[Items from a data source]
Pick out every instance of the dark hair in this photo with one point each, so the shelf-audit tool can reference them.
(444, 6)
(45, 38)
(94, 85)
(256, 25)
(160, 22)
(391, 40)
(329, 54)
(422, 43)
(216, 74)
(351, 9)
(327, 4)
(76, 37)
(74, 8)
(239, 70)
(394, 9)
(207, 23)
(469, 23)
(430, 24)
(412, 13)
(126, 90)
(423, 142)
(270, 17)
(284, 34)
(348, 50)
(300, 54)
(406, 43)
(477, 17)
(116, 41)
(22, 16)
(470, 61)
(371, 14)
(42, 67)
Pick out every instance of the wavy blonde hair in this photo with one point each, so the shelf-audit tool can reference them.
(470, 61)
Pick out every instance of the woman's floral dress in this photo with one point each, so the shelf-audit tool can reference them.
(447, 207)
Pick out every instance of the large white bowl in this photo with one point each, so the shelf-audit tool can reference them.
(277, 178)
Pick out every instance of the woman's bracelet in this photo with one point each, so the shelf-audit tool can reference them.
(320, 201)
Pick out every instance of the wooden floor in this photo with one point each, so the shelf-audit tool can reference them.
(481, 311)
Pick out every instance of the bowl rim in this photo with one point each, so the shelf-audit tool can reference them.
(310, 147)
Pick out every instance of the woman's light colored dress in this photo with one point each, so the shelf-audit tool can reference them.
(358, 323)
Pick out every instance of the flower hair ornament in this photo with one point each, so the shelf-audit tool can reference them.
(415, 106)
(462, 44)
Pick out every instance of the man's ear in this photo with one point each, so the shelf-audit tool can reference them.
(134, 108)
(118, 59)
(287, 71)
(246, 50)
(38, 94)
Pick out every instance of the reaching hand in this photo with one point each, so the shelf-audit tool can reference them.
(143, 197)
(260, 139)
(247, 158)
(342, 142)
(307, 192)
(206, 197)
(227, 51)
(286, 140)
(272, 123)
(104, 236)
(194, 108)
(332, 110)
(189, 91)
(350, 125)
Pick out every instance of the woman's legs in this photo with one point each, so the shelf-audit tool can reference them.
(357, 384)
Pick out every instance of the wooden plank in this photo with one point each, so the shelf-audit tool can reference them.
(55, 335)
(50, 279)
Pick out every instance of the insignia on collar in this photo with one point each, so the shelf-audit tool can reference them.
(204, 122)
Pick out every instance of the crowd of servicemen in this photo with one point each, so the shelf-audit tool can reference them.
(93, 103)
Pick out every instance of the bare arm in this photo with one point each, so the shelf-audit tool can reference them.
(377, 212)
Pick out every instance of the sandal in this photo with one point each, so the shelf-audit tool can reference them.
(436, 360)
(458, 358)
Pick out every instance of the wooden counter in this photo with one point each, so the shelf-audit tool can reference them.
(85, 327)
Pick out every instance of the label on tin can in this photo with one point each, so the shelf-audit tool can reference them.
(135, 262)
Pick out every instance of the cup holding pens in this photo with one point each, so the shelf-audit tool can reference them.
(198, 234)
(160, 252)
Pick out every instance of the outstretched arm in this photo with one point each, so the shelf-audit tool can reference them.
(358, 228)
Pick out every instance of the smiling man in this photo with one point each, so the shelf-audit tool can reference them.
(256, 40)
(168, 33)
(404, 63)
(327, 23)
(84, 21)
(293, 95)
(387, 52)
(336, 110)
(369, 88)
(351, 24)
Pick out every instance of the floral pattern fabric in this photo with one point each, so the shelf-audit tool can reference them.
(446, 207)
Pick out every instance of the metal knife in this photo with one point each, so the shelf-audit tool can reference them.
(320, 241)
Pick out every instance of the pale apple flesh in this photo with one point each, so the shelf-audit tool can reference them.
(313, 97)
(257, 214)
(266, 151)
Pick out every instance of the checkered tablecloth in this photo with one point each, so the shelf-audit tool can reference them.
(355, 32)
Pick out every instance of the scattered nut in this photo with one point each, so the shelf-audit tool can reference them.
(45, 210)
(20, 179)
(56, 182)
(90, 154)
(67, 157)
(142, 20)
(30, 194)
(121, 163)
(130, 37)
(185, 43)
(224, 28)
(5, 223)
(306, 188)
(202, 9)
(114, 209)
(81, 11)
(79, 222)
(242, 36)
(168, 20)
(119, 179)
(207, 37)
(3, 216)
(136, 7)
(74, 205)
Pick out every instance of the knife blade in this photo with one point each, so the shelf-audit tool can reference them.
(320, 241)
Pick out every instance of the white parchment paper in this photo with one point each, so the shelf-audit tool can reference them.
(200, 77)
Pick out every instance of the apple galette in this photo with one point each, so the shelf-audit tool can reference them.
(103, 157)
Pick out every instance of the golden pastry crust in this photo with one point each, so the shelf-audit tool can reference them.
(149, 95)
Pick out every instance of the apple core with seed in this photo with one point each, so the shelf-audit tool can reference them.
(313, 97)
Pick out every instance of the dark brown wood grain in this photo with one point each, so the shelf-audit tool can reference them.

= Task to complete =
Nothing but an exact repetition of the entries is expected here.

= Result of this task =
Pick out every instance of the dark hair in this photo with one point each, so the shelf-audit tool can reference them.
(444, 6)
(45, 38)
(94, 85)
(256, 25)
(160, 22)
(391, 40)
(329, 54)
(422, 43)
(216, 74)
(351, 9)
(327, 4)
(76, 37)
(74, 8)
(239, 70)
(394, 9)
(207, 23)
(469, 23)
(430, 24)
(412, 13)
(126, 90)
(423, 142)
(270, 17)
(284, 34)
(348, 50)
(300, 54)
(406, 43)
(477, 17)
(116, 41)
(22, 16)
(470, 61)
(371, 14)
(42, 67)
Pick out every instance of the wavy blonde hair in this photo with one point each, so the shelf-audit tool can reference them.
(470, 61)
Pick out every instance of the woman's floral dress in this photo with one point each, so the shelf-audit tool can reference them.
(447, 207)
Pick out every instance of the large white bowl in this photo with one point each, so the shelf-audit tool can reference them.
(277, 178)
Pick out every instance of the woman's bracelet in this photo with one point each, so the shelf-audit tool can reference them.
(320, 201)
Pick out every instance of the wooden floor in this photo with one point each, so the shelf-audit tool can reference them.
(481, 311)
Pick out every instance of the bowl rim in this photo with one point each, so the shelf-audit tool can reference them.
(310, 147)
Pick out every instance of the woman's light colored dress in this photo with one point each, so the shelf-audit tool can reference them.
(358, 323)
Pick out every instance of the flower hair ornament in this photo with one point each, so the shelf-audit tool can reference them.
(415, 106)
(462, 44)
Pick out every instance of the man's ear in this photo with one point each, so the shelf-audit tool can reference them.
(134, 108)
(118, 59)
(287, 71)
(246, 50)
(38, 94)
Pick out every instance of the reaching hand in this photo with one point each, so the shelf-audit tool can reference them.
(143, 197)
(260, 139)
(247, 158)
(342, 142)
(307, 192)
(206, 197)
(227, 51)
(286, 140)
(272, 123)
(104, 236)
(194, 108)
(332, 110)
(189, 91)
(350, 125)
Pick out every instance of the woman's legs in this photo with one point each, so the shelf-audit tool can reference them.
(357, 384)
Pick out every instance of the wooden plank in this photo with one point each, so the shelf-audit tool can reference them.
(55, 335)
(50, 279)
Pick out every instance of the insignia on collar in this photo with one point each, so the shelf-audit tool can reference them.
(204, 122)
Pick out every instance of the crowd of servicemen in this photo with one point each, so the shelf-audit tool can reference them.
(93, 103)
Pick out every instance of the bare arm in this photo with one point each, so the shelf-audit tool can reference them.
(377, 212)
Pick out every instance of the sandal in this photo with one point each, so the shelf-audit tool can reference them.
(436, 360)
(458, 358)
Pick out every instance of the wooden counter in this photo with one point each, so the shelf-audit tool can reference them.
(85, 327)
Pick out every instance of the label on tin can in this photo with one point each, so the shelf-audit tool can reference them.
(135, 262)
Pick out every instance of the cup holding pens in this photo with one point each, so the shelf-audit tool can reference them.
(198, 234)
(160, 252)
Pick out every instance of the outstretched arm in this photo with one point each, so the shelf-audit tool can reference them.
(358, 228)
Pick out every instance of the smiling man in this photo with one point each, so the shelf-audit tool can reference them.
(256, 40)
(168, 33)
(404, 63)
(327, 23)
(84, 21)
(293, 95)
(387, 52)
(336, 110)
(369, 88)
(351, 24)
Pick out every instance of the floral pattern fabric in this photo with one point each, so the shelf-audit tool can reference them.
(446, 207)
Pick out every instance of the metal knife in this photo with one point each, so the shelf-audit tool can reference them.
(320, 241)
Pick out every instance of the pale apple flesh in this photo with one point each, so the shelf-audit tool can reference them.
(313, 97)
(257, 214)
(266, 151)
Pick out every instance of the checkered tablecloth in this photo with one point each, so the shelf-audit tool can reference them.
(355, 32)
Pick out every instance of the scattered nut in this photo with one point each, so the shelf-audit tool can reference them.
(45, 210)
(20, 179)
(56, 182)
(90, 154)
(67, 157)
(142, 20)
(30, 194)
(121, 163)
(130, 37)
(185, 43)
(224, 28)
(5, 223)
(306, 188)
(202, 9)
(114, 209)
(81, 11)
(79, 222)
(242, 36)
(168, 20)
(119, 179)
(207, 37)
(3, 216)
(136, 7)
(74, 205)
Pick out every instance of the knife blade in this photo with one point each, so the shelf-audit tool can reference them.
(320, 241)
Pick out every instance of the white parchment paper in this photo with one point each, so the shelf-audit tool can reference them.
(200, 77)
Pick out every instance of the apple galette in this photo with one point each, so the shelf-audit tool can reference them.
(103, 157)
Pick out every instance of the golden pastry crust in this photo with one point each, so the shelf-audit tool can reference them.
(149, 95)
Pick out every instance of the apple core with seed in this photo with one point each, so the shelf-audit tool can reference them.
(313, 97)
Pick out every instance of the dark brown wood grain in this photo with one point each, so the shelf-audit tool can reference them.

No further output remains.